GIVEN INSTRUCTION:
Convert the rows below, starting at the line that contains "Check that every instance of the hardwood" and continuing through the final row, into a JSON list of strings with one string per line. Leave out blank lines.

PROVIDED MATERIAL:
* * *
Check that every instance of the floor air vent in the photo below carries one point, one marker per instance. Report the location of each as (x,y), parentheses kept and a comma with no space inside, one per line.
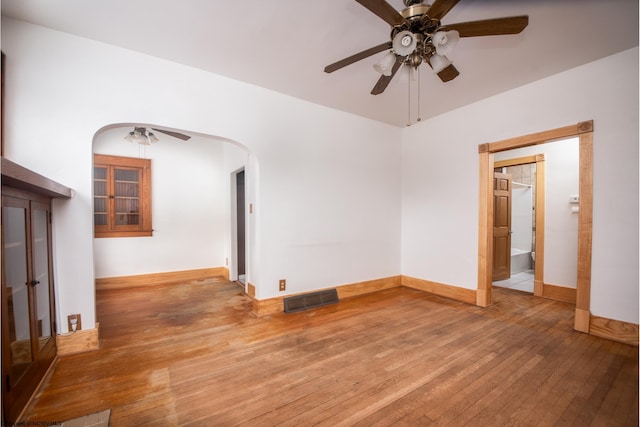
(311,300)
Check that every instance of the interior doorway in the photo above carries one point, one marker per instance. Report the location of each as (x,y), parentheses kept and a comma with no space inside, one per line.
(240,228)
(520,239)
(584,132)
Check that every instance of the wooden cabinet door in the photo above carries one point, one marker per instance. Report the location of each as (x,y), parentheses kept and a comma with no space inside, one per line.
(28,328)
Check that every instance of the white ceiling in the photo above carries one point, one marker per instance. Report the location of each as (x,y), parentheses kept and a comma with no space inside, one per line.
(284,45)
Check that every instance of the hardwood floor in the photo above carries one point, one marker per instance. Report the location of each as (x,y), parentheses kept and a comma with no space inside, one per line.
(193,355)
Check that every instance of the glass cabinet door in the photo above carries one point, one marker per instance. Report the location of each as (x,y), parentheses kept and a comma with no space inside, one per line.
(41,282)
(16,288)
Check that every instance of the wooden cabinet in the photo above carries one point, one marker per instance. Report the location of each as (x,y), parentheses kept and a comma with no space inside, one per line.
(28,307)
* * *
SOLUTION FOR THIS EXERCISE:
[
  "Check that every instance of the hardwood floor in the photo above carries one point, one marker per instance. Report the location of each as (x,y), parentheses kept and a comma with no space inside, one per line.",
  "(193,355)",
  "Check that every instance of the glass cabinet door in the photo above carries one point, one marker per instance. Report the location of each as (x,y), parentheses kept and a comma with no space inside, one per line.",
  "(41,282)",
  "(16,288)",
  "Check that every instance of the wooden cabinet in the photo above carries one point, one marker per instance. Report the location of each as (x,y), parentheses kept and a comma with no space inside, one per line.",
  "(28,307)"
]